And very uncommon for AOC

blud got 33rd and just says "fine"

these past few days have felt more like knowledge checks than anything tbh

yeah, definitely.

i'm just the tiniest bit afraid that eric's started running out of ideas

i didn't know ||what a cutset/min cut was before this, so i had to do some googling||

I literally ||drew the graph with networkx and then typed in the three obvious edges stretching between|| :p

I tried to do this first

But it didn't draw for some reason

so I had to think again

i've now solved it the proper way and realised it'd have actually been faster 😔

since it's ||literally a single networkx function call||.

ok but you don’t know ||which nodes are in different partitions||

#1188712619251613776

alright, two function calls.

Dang

just two?

idk i might just be dumb

my current solution ||runs through every pair and stops when there's 3||

||min_edge_cut, remove all these edges, then connected_components||

yeah

i still need to figure out how to narrow down d24 p2

can't say i've enjoyed this year as much as the others tbh

i did more autowriting this year than in the past few years

Yeah, me neither

which i think is a great improvement

There were only a few good puzzles

yeah

Like what were your favourites

Mine was definitely day 21

the rest felt like either knowledge checks or "figure out this cool thing about ur input"

But that's only because I didn't do the ||quadratic|| solution - I did it by hand

mine was day 23

I didn't like that one at all actually

followed by day 19 and then day 5

For part 1 there's a really fast way but it's not needed

D23 was kinda neat ig

For part 2 there's an optimisation that doesn't really help the time complexity but it speeds it up MASSIVELY somehow

and there's no other optimisation I think

i've known of the ||collapse the maze into a smaller graph so you can run dijkstra/other weighted graph algs on it|| thing for a while, but i'd never actually done it before so it was cool for me

I think my favourite puzzle was probably day 7 honestly

and i liked my ||dfs with backtracking||

day 19 and day 5 were just ||reminders that i should make some interval interface||

I liked day 19 a lot

i'm immediately prejudcied

towards any day that requires some assumptions about the input

My favouite was probably day 12 tbh

i had fun with day 15 but that's because i did a one liner

that was just brute force with cashing iirc

those half-inspired me to make a custom range() with &
but thinking about it i realized it was probably more complicated than it was

least favourite was day 8

you can contribute to mind_the_gaps if you want

you guys even working on christmas? leave today's aoc for tomorrow 💀

it's not even christmas yet

its here, timezone matters*

but i get to take off my santa hat soon

i'll think about it

i was thinking about writing a more specific version for numeric intervals

mind_the_gaps doesn't require numbers just the items need to have __lt__

but things like shifting an interval or mapping an interval can't really be done with non-numbers

i have esoteric tendencies so i'm hesitant to start contributing to stuff people actually use

i dont understand but every aoc problem can be solved using regular expressions, would it be legal?

why wouldn't it be

you can solve however you want

ah thats nice

Including by-hand if you want (people did that for upping the ante one year, I remember)

....................

■ EXERCISE TASK A:
Answer these from the Advent of Code chat thread:
(i) Which three steps make up the approach described in the thread as "two function calls"?
(ii) What does mind_the_gaps require of its items?
(iii) Which day was named as a least favourite?
The rows that follow have nothing to do with the chat thread above.

....................

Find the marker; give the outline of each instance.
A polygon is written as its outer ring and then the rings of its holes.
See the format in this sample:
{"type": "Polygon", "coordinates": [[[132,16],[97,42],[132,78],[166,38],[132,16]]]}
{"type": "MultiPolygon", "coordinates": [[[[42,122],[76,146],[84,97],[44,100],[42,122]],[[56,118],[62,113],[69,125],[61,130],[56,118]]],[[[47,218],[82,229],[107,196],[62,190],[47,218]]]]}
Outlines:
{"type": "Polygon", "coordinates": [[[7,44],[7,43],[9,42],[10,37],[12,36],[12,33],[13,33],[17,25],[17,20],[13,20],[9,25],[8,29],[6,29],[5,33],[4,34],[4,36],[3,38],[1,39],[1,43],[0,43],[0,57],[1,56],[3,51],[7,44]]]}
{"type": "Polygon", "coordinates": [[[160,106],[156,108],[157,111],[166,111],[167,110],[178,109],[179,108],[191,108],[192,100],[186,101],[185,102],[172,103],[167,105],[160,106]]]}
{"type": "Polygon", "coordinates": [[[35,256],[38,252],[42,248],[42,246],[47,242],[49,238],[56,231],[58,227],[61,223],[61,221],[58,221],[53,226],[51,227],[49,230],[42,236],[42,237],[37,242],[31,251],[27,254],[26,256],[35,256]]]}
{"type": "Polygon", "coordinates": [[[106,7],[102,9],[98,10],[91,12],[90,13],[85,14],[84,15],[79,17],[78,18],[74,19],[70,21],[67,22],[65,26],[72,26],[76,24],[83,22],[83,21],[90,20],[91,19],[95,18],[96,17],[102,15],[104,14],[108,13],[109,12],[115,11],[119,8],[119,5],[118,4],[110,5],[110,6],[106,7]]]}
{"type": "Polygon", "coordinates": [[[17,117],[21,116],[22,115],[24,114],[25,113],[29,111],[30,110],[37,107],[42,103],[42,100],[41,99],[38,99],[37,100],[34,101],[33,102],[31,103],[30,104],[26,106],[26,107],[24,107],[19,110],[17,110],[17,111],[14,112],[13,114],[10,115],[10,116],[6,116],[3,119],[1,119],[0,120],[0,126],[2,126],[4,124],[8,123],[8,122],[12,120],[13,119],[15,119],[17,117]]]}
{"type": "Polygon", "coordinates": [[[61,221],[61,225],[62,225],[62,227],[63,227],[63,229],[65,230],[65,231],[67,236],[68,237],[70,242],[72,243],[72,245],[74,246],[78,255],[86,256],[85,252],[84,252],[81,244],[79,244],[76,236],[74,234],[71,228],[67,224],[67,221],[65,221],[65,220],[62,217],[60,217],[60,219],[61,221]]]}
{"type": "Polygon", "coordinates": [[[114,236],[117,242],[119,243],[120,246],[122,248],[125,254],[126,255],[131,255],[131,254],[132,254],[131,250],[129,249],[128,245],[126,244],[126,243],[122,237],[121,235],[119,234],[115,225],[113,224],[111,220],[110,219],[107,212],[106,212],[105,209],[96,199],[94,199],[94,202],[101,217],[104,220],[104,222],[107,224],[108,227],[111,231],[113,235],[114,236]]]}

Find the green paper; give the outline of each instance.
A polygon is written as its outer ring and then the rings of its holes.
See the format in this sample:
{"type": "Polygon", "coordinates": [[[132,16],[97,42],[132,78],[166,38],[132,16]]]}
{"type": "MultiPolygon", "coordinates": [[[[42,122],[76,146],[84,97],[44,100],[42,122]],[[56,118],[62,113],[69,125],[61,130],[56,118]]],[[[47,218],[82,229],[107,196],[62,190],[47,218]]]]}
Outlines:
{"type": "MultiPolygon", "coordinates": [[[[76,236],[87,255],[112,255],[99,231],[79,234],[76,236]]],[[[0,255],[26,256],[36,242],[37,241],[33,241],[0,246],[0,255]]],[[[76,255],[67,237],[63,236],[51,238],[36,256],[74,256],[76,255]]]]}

....................

■ EXERCISE TASK B: In the rows, arrange the lines as a numbered list, starting at the line that contains "Find the green" and ending at the last line of the rows, with blank lines left out.

■ COMPLETE OUTPUT A:
(i) min_edge_cut, then removing all those edges, then connected_components.
(ii) The items need to have __lt__; they don't have to be numbers.
(iii) Day 8.

■ COMPLETE OUTPUT B:
1. Find the green paper; give the outline of each instance.
2. A polygon is written as its outer ring and then the rings of its holes.
3. See the format in this sample:
4. {"type": "Polygon", "coordinates": [[[132,16],[97,42],[132,78],[166,38],[132,16]]]}
5. {"type": "MultiPolygon", "coordinates": [[[[42,122],[76,146],[84,97],[44,100],[42,122]],[[56,118],[62,113],[69,125],[61,130],[56,118]]],[[[47,218],[82,229],[107,196],[62,190],[47,218]]]]}
6. Outlines:
7. {"type": "MultiPolygon", "coordinates": [[[[76,236],[87,255],[112,255],[99,231],[79,234],[76,236]]],[[[0,255],[26,256],[36,242],[37,241],[33,241],[0,246],[0,255]]],[[[76,255],[67,237],[63,236],[51,238],[36,256],[74,256],[76,255]]]]}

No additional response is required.